Written instruction:
Repeat every record exactly, but keep images out of the copy.

Items from a data source:
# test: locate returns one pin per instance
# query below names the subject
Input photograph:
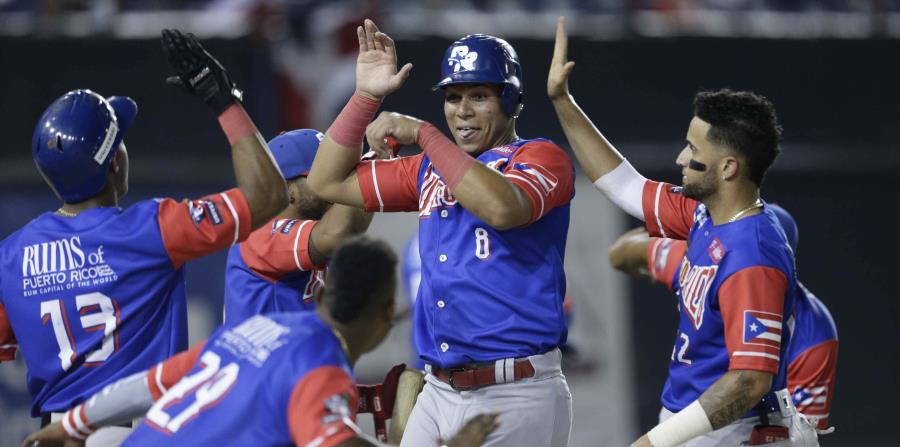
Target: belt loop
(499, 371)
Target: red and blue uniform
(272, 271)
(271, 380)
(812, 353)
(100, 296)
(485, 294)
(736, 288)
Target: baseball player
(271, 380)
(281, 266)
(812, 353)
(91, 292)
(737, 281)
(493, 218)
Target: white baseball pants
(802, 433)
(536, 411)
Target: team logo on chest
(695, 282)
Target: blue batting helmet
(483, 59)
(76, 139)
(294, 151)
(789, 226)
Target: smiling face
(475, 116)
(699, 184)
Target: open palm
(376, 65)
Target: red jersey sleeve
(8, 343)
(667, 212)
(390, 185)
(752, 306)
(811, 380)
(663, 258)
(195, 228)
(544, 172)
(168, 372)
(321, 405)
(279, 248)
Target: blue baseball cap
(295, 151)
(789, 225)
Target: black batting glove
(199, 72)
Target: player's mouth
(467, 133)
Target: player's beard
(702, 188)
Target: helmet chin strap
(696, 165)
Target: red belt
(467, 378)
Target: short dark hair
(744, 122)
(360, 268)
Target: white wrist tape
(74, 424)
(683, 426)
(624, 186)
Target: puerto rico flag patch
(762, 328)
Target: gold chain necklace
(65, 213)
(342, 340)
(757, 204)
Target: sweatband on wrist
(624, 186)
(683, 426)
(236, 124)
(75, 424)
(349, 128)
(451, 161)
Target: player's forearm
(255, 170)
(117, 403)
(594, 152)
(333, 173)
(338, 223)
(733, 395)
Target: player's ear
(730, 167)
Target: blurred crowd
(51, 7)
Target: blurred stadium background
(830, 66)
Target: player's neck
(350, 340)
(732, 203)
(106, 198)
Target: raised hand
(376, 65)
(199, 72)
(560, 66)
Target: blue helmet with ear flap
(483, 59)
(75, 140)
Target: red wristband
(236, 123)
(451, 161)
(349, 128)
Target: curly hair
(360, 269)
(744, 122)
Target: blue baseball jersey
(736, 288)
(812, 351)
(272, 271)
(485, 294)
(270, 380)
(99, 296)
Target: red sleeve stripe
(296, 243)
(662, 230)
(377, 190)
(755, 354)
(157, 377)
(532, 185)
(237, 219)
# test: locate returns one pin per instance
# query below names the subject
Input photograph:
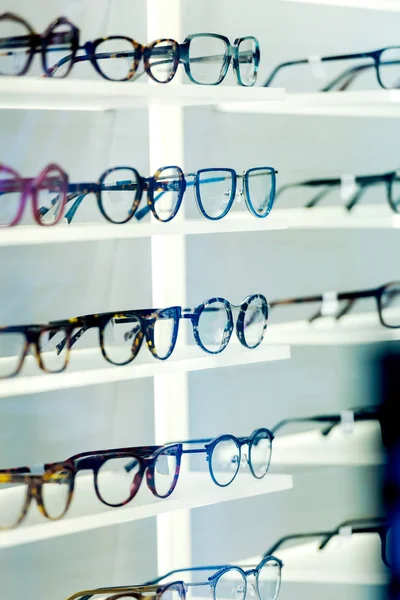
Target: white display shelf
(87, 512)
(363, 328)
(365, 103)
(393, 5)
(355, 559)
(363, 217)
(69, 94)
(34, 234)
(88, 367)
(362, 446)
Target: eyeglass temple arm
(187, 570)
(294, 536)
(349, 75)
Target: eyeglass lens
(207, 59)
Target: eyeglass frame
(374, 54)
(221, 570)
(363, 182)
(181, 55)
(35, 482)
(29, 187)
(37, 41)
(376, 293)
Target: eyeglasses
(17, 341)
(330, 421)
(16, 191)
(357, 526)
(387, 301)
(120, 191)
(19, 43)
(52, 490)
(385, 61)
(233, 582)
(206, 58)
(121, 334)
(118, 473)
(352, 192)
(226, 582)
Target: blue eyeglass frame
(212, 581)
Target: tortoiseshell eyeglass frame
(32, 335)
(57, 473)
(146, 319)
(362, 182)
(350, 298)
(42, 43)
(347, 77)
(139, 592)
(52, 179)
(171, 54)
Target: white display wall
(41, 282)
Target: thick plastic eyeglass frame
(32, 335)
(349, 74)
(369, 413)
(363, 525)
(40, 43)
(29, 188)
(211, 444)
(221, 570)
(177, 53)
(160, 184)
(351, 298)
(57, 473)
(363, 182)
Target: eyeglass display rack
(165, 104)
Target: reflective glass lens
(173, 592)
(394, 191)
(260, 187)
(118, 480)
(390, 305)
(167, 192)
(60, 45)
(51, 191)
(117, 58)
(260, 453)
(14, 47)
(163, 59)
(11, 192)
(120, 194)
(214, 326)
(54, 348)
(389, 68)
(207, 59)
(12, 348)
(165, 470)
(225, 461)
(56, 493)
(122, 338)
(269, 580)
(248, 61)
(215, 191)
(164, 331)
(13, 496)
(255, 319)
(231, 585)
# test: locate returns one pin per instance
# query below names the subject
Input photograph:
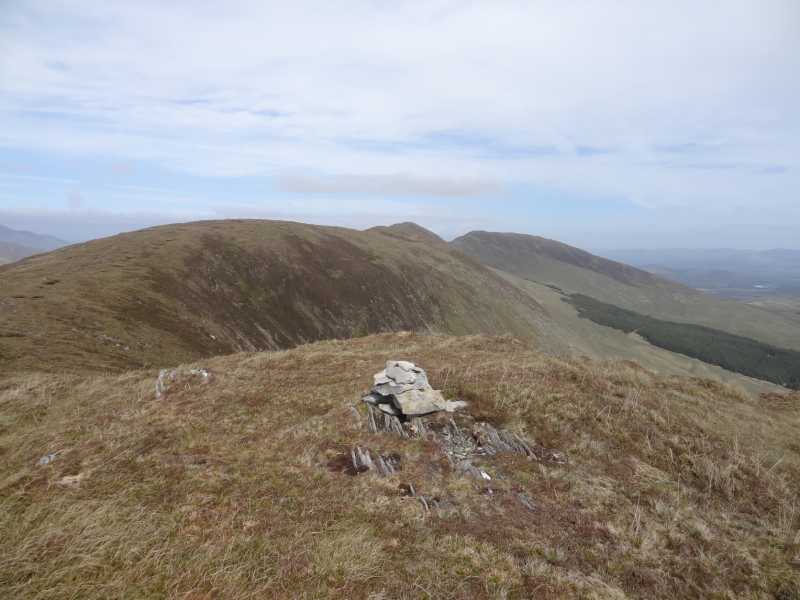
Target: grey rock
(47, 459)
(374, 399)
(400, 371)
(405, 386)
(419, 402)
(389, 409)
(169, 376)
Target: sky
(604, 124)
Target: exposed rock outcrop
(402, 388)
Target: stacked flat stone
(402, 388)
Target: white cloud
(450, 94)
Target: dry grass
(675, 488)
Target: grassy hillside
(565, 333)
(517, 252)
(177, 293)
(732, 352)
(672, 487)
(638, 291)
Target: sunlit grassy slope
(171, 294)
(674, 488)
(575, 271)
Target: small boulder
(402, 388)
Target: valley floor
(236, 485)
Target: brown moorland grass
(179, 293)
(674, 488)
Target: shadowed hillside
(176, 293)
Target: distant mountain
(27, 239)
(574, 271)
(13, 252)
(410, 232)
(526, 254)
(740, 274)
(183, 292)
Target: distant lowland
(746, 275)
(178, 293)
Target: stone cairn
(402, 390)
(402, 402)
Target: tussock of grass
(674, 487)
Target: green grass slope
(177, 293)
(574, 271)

Task output:
# test: locate returns one pin per instance
# query below names the subject
Input photograph:
Target: belt loop
(499, 371)
Target: red and blue uniform
(272, 271)
(271, 380)
(812, 353)
(100, 296)
(485, 294)
(736, 288)
Target: baseball player
(271, 380)
(281, 266)
(812, 353)
(91, 292)
(737, 281)
(493, 218)
Target: white baseball pants
(802, 433)
(536, 411)
Target: team logo on chest
(695, 282)
Target: blue batting helmet
(483, 59)
(76, 139)
(294, 151)
(789, 226)
Target: smiling face
(475, 116)
(699, 184)
Target: open palm
(376, 65)
Target: red jersey sleeve
(8, 343)
(667, 212)
(390, 185)
(752, 306)
(811, 380)
(663, 258)
(195, 228)
(544, 172)
(168, 372)
(321, 405)
(279, 248)
Target: blue baseball cap
(295, 151)
(789, 225)
Target: black batting glove
(199, 72)
Target: player's mouth
(467, 133)
Target: player's beard
(702, 188)
Target: helmet chin strap
(696, 165)
Target: red belt
(467, 378)
Target: short dark hair
(744, 122)
(360, 268)
Target: white wrist tape
(74, 424)
(683, 426)
(624, 186)
Target: puerto rico flag patch
(762, 328)
Target: gold chain necklace
(65, 213)
(342, 340)
(757, 204)
Target: sweatband on wrist
(624, 186)
(683, 426)
(236, 124)
(75, 424)
(349, 128)
(451, 161)
Target: player's forearm
(255, 170)
(117, 403)
(594, 152)
(333, 173)
(338, 223)
(733, 395)
Target: player's ear
(730, 167)
Target: blurred crowd
(51, 7)
Target: blurred stadium background
(830, 66)
Target: player's neck
(350, 340)
(732, 203)
(106, 198)
Target: raised hand
(376, 65)
(199, 72)
(560, 66)
Target: blue helmet with ear flap
(483, 59)
(75, 140)
Target: red wristband
(236, 123)
(451, 161)
(349, 128)
Target: curly hair
(360, 269)
(744, 122)
Target: blue baseball jersey
(736, 288)
(812, 351)
(272, 271)
(485, 294)
(270, 380)
(99, 296)
Target: red sleeve stripe
(296, 243)
(662, 230)
(377, 190)
(755, 354)
(157, 377)
(532, 185)
(237, 219)
# test: locate returns one pin per instance
# query below names the subject
Input photograph:
Target: white display shelf
(87, 512)
(363, 328)
(365, 103)
(393, 5)
(355, 559)
(363, 217)
(69, 94)
(34, 234)
(88, 367)
(362, 446)
Target: eyeglass temple arm
(187, 570)
(294, 536)
(349, 75)
Target: eyeglass lens
(207, 59)
Target: eyeglass frame
(374, 54)
(221, 570)
(363, 182)
(181, 55)
(35, 482)
(29, 187)
(37, 41)
(376, 293)
Target: eyeglasses
(17, 341)
(330, 421)
(16, 191)
(357, 526)
(387, 301)
(120, 191)
(19, 43)
(52, 490)
(385, 61)
(233, 582)
(206, 58)
(121, 334)
(118, 473)
(352, 192)
(226, 582)
Target: blue eyeglass frame
(212, 581)
Target: tortoiseshell eyeglass frame
(32, 335)
(57, 473)
(146, 319)
(362, 182)
(350, 298)
(42, 43)
(347, 77)
(139, 592)
(52, 179)
(171, 54)
Target: white display wall
(41, 282)
Target: thick plastic eyeglass frame
(32, 335)
(349, 74)
(369, 413)
(363, 525)
(40, 43)
(29, 188)
(211, 444)
(221, 570)
(177, 53)
(160, 184)
(351, 298)
(57, 473)
(363, 182)
Target: eyeglass display rack
(165, 104)
Target: reflective glass lens
(173, 592)
(394, 191)
(260, 187)
(118, 480)
(390, 305)
(167, 192)
(60, 45)
(51, 191)
(117, 58)
(260, 453)
(14, 47)
(163, 59)
(11, 192)
(120, 194)
(214, 326)
(54, 348)
(389, 68)
(207, 59)
(12, 348)
(165, 470)
(225, 461)
(56, 493)
(122, 338)
(269, 580)
(248, 61)
(215, 191)
(164, 331)
(13, 496)
(255, 319)
(231, 585)
# test: locate returns one pin per instance
# query below names the subject
Input photograph:
Target: grey rock
(47, 459)
(374, 399)
(400, 371)
(405, 386)
(419, 402)
(389, 409)
(169, 376)
Target: sky
(604, 124)
Target: exposed rock outcrop
(402, 388)
Target: stacked flat stone
(402, 388)
Target: white cloud
(450, 94)
Target: dry grass
(675, 488)
Target: grassy hillside
(565, 333)
(517, 252)
(177, 293)
(732, 352)
(672, 487)
(638, 291)
Target: sunlit grassy slope
(171, 294)
(674, 488)
(575, 271)
Target: small boulder
(402, 388)
Target: valley floor
(236, 485)
Target: brown moorland grass
(179, 293)
(674, 488)
Target: shadowed hillside
(176, 293)
Target: distant mountain
(27, 239)
(574, 271)
(13, 252)
(410, 232)
(526, 254)
(740, 274)
(183, 292)
Target: distant lowland
(746, 275)
(178, 293)
Target: stone cairn
(402, 390)
(402, 402)
Target: tussock of grass
(674, 487)
Target: green grass slope
(177, 293)
(574, 271)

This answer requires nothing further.